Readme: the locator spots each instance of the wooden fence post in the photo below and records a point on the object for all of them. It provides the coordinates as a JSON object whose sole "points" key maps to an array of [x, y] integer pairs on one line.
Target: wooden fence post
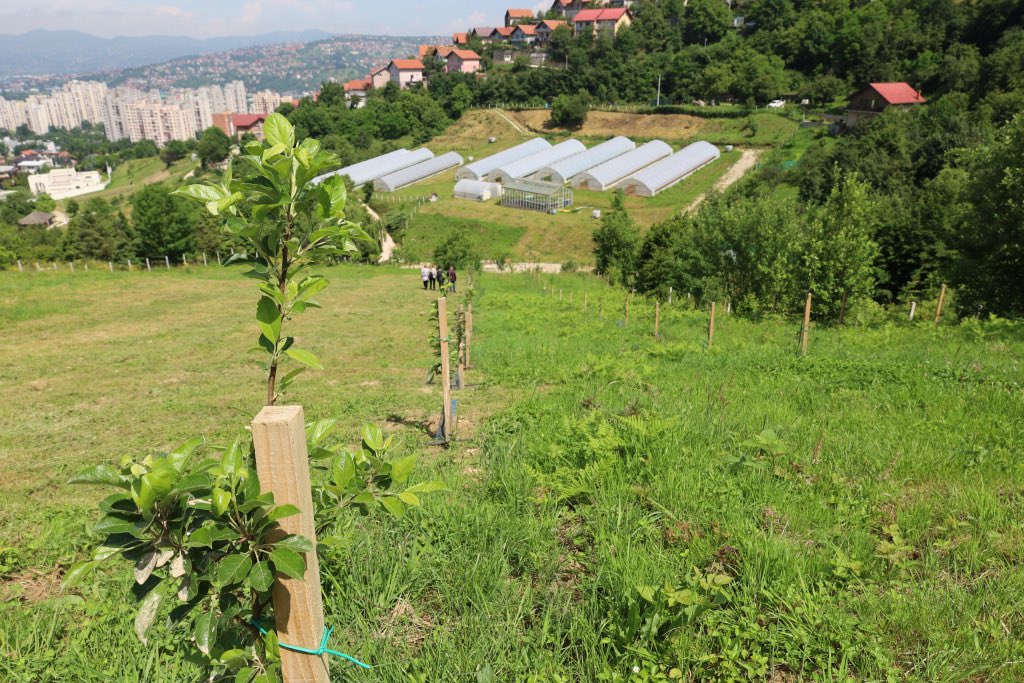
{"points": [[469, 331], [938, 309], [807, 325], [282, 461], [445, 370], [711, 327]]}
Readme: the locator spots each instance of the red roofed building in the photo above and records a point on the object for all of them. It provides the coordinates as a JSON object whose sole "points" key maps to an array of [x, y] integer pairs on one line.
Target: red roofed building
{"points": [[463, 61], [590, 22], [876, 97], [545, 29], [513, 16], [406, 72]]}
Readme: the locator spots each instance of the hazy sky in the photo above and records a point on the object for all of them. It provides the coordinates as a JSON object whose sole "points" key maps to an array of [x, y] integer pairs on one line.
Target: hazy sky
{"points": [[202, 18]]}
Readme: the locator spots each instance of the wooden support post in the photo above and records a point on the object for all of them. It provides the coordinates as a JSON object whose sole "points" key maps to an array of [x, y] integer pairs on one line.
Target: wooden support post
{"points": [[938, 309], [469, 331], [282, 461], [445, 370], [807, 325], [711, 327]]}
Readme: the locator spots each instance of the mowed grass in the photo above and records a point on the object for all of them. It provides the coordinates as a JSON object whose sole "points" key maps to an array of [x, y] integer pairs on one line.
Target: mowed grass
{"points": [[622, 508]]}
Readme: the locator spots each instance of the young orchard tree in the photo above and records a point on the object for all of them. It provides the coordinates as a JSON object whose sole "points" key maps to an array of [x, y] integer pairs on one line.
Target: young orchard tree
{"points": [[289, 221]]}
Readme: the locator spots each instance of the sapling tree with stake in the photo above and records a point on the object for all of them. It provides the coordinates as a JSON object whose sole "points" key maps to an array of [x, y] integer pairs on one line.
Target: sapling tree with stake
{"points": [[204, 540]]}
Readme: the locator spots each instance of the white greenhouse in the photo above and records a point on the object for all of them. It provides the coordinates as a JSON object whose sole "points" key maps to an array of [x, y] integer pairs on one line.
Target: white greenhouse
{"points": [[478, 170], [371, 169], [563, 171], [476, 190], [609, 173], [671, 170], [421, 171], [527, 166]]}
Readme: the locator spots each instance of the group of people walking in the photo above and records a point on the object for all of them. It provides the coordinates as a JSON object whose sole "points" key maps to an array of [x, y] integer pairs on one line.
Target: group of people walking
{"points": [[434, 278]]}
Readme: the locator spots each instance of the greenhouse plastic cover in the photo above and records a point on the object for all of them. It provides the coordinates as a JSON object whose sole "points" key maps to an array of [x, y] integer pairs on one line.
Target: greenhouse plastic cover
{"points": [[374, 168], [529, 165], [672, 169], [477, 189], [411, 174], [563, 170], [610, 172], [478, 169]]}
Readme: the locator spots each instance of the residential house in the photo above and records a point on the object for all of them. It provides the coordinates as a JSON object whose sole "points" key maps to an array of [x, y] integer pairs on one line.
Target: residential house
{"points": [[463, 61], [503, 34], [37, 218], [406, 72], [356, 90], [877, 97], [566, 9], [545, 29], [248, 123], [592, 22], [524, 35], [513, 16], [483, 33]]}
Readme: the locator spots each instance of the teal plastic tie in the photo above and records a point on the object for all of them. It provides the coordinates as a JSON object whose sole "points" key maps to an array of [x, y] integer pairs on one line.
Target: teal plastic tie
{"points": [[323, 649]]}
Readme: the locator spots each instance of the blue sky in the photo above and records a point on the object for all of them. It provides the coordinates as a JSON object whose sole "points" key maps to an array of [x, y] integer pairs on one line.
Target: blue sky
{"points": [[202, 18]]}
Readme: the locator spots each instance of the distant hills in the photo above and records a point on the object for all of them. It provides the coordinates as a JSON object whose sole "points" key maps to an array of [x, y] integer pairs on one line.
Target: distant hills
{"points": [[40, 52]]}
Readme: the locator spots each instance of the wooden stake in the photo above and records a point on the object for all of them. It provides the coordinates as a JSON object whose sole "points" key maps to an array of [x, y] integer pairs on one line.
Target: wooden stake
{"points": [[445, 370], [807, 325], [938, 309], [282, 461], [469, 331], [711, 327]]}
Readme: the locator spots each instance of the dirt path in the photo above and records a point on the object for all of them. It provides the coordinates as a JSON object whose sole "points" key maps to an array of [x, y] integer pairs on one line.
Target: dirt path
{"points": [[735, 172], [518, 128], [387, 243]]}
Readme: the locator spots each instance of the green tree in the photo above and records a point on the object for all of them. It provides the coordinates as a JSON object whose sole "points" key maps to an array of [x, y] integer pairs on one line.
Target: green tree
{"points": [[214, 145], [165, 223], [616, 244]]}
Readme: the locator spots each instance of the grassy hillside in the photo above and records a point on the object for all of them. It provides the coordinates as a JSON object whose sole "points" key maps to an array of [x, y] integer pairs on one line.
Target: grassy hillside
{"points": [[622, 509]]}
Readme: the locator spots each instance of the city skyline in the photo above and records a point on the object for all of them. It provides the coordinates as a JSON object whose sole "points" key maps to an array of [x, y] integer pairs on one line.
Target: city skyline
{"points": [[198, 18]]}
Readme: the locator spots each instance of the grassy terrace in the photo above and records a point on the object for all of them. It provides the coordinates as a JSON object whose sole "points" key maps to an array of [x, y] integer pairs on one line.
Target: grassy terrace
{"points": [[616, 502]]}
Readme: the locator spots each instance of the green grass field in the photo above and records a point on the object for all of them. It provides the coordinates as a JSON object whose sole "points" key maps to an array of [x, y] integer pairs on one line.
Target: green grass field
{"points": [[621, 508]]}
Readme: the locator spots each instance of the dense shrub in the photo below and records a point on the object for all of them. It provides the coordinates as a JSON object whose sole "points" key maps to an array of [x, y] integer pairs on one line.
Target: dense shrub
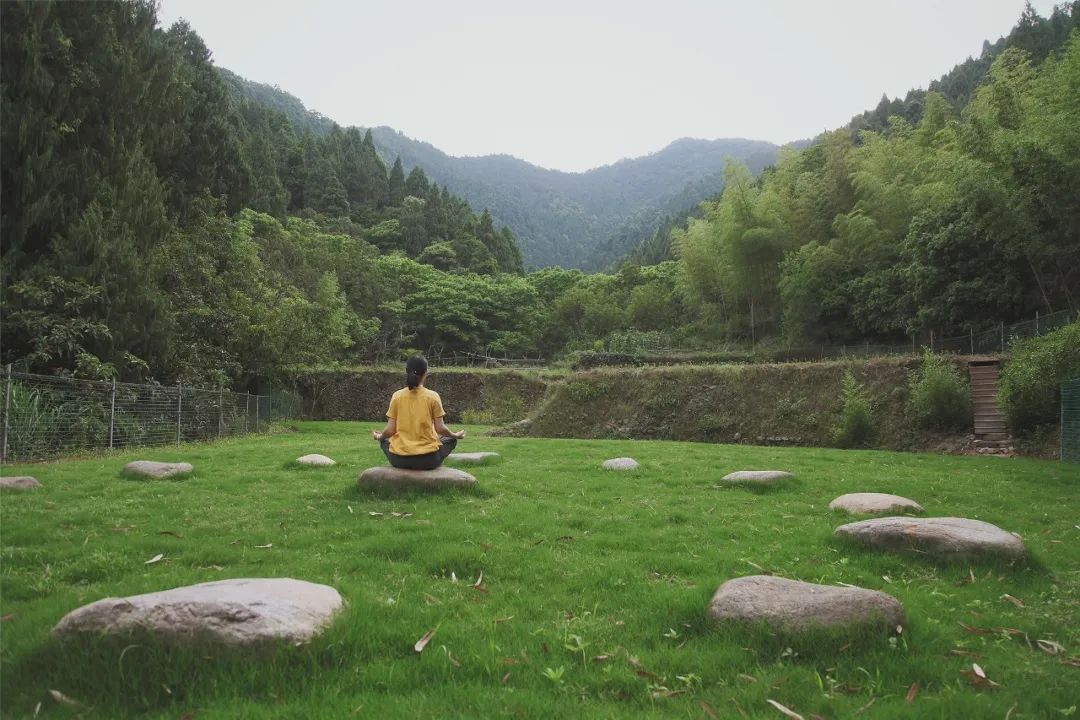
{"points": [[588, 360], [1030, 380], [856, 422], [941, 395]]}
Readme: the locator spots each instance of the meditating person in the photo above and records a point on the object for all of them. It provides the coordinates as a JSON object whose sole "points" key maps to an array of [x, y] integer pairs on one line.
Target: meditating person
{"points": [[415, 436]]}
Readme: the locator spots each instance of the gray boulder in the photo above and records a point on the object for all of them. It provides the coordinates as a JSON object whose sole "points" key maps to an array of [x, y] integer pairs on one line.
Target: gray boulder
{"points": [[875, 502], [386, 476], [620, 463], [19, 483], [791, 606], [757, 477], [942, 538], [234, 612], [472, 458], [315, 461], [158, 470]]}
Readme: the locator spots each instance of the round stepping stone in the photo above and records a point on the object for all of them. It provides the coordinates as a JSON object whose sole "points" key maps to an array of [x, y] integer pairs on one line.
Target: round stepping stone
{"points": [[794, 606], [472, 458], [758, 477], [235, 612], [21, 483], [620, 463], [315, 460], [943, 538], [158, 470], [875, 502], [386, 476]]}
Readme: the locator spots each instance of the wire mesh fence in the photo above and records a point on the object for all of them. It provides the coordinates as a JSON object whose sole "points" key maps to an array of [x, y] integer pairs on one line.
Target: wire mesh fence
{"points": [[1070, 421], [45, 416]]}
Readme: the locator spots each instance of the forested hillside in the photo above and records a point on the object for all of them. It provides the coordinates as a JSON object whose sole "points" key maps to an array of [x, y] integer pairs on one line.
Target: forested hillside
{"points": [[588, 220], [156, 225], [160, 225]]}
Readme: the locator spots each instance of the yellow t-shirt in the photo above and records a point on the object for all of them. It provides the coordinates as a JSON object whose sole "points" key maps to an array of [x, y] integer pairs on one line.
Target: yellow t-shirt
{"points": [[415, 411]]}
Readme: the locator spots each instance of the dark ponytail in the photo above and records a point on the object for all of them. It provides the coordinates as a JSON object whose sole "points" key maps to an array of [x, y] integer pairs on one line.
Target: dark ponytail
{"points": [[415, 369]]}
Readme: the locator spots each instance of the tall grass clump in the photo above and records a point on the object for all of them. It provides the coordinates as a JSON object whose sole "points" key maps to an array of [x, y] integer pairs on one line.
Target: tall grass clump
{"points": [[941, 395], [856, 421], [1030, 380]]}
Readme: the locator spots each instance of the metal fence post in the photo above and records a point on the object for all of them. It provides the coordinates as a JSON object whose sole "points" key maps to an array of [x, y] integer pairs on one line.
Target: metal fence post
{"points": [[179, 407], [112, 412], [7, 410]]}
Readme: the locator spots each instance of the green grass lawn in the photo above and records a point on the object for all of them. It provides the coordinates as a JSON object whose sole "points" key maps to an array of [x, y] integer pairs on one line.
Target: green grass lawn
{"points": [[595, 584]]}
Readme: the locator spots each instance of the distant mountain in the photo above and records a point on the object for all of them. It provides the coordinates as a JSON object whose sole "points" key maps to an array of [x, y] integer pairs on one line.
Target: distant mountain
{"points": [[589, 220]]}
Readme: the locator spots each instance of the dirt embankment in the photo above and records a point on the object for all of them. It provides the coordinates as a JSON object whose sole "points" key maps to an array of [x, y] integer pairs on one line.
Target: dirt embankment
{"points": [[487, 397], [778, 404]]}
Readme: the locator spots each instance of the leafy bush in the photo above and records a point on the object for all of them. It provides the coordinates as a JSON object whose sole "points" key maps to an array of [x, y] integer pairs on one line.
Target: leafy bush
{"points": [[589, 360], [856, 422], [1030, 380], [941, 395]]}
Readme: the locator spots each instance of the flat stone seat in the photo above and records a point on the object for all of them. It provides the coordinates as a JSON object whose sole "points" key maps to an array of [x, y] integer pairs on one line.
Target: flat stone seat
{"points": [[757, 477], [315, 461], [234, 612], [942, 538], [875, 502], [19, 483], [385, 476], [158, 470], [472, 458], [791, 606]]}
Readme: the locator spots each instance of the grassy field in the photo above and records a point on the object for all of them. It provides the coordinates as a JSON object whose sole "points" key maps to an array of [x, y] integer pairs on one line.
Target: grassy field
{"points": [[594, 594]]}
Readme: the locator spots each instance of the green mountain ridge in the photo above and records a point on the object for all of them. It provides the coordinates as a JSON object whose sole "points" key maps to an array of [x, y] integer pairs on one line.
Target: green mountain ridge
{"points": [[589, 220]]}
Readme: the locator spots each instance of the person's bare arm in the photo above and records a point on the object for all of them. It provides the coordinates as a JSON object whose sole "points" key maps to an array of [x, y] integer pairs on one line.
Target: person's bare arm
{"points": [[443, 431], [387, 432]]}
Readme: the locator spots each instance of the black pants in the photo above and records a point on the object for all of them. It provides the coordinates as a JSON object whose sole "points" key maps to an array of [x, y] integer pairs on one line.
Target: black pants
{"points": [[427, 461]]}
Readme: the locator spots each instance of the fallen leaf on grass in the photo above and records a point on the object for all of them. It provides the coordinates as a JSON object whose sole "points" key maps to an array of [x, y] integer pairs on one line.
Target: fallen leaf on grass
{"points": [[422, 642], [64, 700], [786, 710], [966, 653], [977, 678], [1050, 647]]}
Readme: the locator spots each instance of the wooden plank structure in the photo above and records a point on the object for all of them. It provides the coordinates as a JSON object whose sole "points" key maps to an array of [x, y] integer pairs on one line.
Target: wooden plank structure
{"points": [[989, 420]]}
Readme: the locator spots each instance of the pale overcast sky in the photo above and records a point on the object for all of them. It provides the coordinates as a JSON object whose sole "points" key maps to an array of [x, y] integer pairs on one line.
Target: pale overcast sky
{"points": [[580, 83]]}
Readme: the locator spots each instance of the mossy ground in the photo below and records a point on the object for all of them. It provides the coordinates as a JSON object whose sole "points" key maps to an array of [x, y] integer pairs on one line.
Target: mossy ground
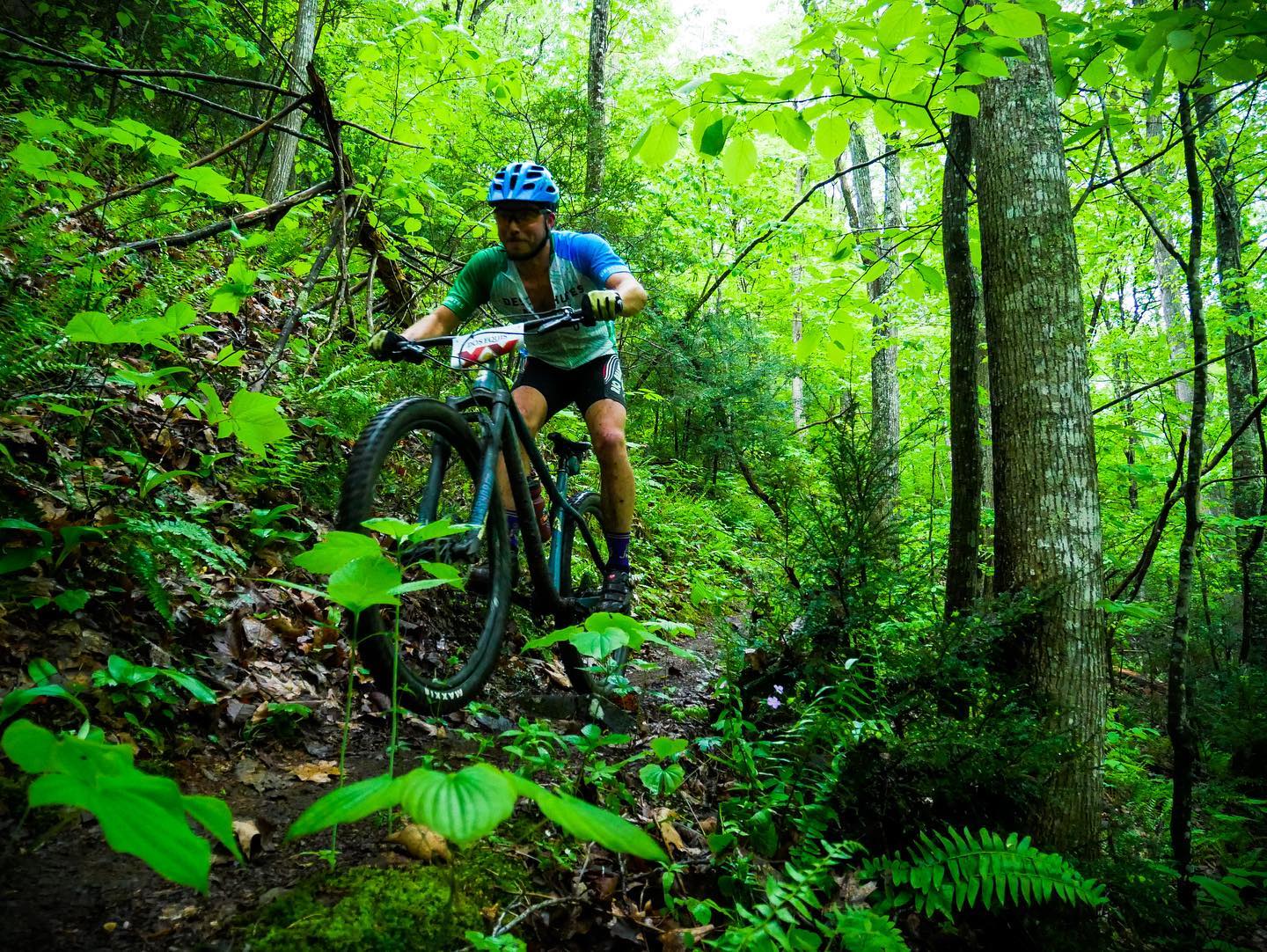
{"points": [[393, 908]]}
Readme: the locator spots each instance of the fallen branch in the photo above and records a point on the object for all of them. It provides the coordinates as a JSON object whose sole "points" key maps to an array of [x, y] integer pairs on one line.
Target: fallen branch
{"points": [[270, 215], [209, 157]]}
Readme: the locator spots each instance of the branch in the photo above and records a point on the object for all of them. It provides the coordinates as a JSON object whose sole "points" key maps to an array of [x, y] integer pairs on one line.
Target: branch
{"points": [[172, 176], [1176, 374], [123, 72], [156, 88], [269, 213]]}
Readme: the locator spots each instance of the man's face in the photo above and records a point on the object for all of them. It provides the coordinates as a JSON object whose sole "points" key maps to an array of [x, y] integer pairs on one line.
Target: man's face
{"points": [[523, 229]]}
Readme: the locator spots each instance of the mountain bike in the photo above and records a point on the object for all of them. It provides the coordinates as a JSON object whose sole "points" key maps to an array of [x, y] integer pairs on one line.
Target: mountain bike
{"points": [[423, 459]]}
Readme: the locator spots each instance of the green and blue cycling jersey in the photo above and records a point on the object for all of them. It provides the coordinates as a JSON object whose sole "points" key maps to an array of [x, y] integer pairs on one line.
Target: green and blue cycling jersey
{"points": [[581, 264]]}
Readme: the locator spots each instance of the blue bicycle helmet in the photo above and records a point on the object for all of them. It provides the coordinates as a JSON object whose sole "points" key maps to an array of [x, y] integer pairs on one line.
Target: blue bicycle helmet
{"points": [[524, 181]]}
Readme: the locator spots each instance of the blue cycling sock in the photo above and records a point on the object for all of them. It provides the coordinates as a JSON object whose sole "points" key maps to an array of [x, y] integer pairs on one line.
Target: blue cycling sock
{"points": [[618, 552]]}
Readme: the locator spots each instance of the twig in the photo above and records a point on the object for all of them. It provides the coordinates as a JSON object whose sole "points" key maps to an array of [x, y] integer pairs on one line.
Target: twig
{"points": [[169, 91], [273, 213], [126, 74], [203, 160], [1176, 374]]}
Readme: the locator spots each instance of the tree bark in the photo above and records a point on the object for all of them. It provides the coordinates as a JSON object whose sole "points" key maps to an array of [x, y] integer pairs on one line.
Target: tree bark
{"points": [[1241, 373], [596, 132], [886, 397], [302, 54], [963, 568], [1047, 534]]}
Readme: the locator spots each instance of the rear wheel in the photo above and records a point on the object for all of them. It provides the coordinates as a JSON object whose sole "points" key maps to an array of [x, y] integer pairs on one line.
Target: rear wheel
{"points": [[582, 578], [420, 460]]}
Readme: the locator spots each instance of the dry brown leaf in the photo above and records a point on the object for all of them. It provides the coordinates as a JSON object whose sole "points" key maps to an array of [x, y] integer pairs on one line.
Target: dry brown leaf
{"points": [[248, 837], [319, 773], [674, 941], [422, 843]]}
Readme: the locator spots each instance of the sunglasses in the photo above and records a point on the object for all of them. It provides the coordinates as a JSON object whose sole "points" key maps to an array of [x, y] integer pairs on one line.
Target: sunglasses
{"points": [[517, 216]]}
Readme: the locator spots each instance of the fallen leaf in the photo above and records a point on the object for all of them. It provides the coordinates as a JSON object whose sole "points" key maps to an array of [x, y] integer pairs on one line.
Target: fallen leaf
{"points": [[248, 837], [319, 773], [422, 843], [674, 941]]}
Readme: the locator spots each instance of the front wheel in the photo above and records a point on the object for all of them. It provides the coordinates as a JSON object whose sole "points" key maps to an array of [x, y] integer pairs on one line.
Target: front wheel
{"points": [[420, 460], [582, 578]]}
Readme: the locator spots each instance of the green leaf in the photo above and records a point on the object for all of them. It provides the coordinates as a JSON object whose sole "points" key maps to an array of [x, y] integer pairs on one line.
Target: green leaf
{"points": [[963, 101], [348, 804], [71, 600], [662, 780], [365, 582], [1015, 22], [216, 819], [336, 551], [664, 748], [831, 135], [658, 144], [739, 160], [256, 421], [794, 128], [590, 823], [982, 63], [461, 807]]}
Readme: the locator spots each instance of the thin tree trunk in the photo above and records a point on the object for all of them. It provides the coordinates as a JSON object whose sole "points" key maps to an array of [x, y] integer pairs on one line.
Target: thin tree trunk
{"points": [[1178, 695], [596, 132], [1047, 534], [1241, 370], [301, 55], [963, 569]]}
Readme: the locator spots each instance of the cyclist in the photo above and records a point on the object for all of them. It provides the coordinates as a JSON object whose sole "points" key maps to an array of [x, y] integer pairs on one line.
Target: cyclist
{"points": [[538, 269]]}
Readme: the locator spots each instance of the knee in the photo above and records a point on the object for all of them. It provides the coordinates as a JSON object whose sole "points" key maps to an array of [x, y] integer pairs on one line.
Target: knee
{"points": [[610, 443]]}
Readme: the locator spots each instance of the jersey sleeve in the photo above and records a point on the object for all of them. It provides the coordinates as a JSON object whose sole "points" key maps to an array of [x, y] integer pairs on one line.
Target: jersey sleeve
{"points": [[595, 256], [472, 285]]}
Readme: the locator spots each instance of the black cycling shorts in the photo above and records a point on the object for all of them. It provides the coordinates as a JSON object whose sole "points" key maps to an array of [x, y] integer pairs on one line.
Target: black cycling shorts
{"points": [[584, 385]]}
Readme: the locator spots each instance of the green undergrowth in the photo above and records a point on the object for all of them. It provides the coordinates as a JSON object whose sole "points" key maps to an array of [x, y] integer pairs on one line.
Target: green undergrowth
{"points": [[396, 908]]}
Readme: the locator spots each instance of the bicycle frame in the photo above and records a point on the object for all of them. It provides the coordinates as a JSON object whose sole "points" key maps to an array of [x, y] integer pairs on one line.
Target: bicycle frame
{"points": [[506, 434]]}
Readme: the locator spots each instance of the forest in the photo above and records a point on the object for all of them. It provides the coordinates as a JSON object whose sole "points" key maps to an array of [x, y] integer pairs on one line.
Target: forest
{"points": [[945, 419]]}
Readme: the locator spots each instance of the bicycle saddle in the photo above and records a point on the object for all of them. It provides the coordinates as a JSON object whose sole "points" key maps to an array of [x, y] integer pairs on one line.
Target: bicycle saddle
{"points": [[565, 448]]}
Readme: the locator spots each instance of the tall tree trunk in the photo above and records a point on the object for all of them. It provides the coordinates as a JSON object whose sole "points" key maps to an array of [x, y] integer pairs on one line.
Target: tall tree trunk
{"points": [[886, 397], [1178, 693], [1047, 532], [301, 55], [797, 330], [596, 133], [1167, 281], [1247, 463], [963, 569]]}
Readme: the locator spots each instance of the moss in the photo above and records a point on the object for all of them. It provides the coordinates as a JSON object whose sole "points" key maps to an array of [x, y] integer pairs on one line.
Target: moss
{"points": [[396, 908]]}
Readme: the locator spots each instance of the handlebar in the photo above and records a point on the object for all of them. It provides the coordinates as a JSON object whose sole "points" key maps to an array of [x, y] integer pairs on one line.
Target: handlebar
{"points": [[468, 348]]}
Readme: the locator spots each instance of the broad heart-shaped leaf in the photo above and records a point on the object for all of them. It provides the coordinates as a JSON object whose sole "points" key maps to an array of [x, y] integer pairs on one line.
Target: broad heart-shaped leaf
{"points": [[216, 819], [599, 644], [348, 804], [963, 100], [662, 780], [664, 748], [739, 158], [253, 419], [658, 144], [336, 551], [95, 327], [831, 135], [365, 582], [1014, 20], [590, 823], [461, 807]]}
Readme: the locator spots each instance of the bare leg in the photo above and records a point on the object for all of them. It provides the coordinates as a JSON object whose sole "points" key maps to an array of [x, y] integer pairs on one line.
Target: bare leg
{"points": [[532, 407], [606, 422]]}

※

WORK TO BE COMPLETED:
Take only the lines above from the one that has "Target: green grass field" through the one that has "Readme: the locator spots each instance of the gray" and reproduce them exactly, omitting any pictures.

TASK RESPONSE:
Target: green grass field
{"points": [[621, 508]]}
Readme: the locator spots each instance of the dense shrub in the photo below and records a point on the object for all of them. It provides the coordinates as a JSON object whose sole "points" key maps to an array of [x, y] integer pairs on one line.
Target: dense shrub
{"points": [[588, 360], [1030, 380], [856, 422], [941, 395]]}
Readme: the locator spots each instance of the meditating person in the photo above and records a point on the object for all of them. It provides the coordinates as a JSON object whose sole "points" key maps to an array of [x, y] integer pairs on one line.
Target: meditating person
{"points": [[415, 436]]}
Readme: the locator spots each instance of the gray boulder in the photo above and records a point on the object for all of them. It provides the coordinates as a JSON object whose sole "points" key maps to an array of [x, y] integer pairs on one line.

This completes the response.